Could you repeat each of the entries below word for word, changing nothing?

***** Listed entries *****

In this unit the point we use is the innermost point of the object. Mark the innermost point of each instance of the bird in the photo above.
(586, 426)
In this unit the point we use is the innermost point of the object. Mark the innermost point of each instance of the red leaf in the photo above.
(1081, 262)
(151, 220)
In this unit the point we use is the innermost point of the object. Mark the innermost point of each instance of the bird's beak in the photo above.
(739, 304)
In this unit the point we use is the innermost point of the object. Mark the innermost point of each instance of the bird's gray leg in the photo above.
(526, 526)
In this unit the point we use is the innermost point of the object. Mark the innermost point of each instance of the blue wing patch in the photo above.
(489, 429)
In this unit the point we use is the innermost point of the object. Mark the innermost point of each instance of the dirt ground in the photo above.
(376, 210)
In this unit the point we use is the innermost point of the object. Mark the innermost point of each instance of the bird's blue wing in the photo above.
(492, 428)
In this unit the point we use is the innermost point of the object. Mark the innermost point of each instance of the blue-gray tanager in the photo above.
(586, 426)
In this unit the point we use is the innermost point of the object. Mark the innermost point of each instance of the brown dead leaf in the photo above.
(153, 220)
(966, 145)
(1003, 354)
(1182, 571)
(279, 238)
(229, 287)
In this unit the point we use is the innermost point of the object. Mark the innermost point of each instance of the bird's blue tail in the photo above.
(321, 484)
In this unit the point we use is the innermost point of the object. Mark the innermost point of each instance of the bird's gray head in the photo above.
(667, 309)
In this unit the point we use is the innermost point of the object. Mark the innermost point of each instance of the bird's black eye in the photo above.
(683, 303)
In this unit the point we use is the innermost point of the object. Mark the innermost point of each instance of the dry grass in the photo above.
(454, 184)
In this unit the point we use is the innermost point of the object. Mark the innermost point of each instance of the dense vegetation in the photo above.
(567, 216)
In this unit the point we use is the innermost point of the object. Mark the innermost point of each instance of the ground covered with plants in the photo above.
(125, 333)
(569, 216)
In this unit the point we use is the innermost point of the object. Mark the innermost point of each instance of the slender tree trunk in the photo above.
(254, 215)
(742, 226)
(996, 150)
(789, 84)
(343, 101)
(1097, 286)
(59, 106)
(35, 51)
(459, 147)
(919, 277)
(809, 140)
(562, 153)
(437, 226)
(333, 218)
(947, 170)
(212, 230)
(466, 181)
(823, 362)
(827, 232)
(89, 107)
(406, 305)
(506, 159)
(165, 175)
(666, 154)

*****

Solution for this problem:
In this unit the point we use is the innermost point of the object. Mark the innermost point of each instance of the bird in the photo above.
(586, 426)
In this unit the point we use is the innermost point of the object. Mark the innermost point of each instance of the red leaf in the photo above.
(1081, 262)
(151, 220)
In this unit the point we use is the innermost point of the object. Mark the innermost point of each instance of the bird's beak in the photo above.
(739, 304)
In this unit the point we use is the innermost point of the object. Mark the innermost point of each instance of the bird's gray leg in the photo above.
(526, 526)
In this unit the point we use is the innermost point of the object. Mark the innermost point of each instance of the blue wing patch in the photo above.
(489, 429)
In this unit the point we use is the innermost point of the object. Mark the innermost point of each instance of the dirt ground in the photo above.
(376, 210)
In this unit the point we use is the innermost point of the object. Mark the innermost point of each instance of the bird's blue wing in the photo above.
(492, 428)
In this unit the point we use is the innermost point of the object. Mark the innermost point of each instance of the blue-gray tanager in the photo above.
(586, 426)
In this unit the point we use is the innermost point of the object. Mark the innermost point of each instance of the brown dead leaf in the photo above.
(153, 220)
(966, 145)
(1003, 354)
(1182, 571)
(279, 238)
(229, 287)
In this unit the point we use is the innermost point of the object. Mark the innermost point of each instance of the bird's blue tail in the photo above.
(321, 484)
In this unit the point we use is the innermost point of the object. Mark the innermost point of each instance of the bird's gray head in the photo above.
(667, 309)
In this unit the point we use is the innermost point of the object. Mark the innermost point of each instance of the bird's black eye in the photo above.
(683, 303)
In this unit the point we use is the innermost point of the object. Mark the innermost point of each instance of the dry grass in the photo above.
(454, 184)
In this unit the point we use is the innermost point of the object. Mark the innermost point of each instance of the dense vegetation in the photo above.
(567, 216)
In this unit the point we use is the innermost point of the object. Mark the innermost point of each instance of the ground covered with plants in the photo above.
(125, 333)
(569, 216)
In this unit the point we use is the innermost point of the object. Mark the innermost point of each instance of the slender tree trunk in the photo above.
(254, 215)
(742, 226)
(996, 150)
(789, 84)
(343, 101)
(1097, 286)
(59, 106)
(35, 51)
(459, 147)
(919, 277)
(809, 140)
(562, 153)
(437, 226)
(333, 218)
(947, 170)
(212, 230)
(466, 181)
(823, 362)
(827, 232)
(89, 107)
(406, 305)
(506, 159)
(165, 175)
(666, 154)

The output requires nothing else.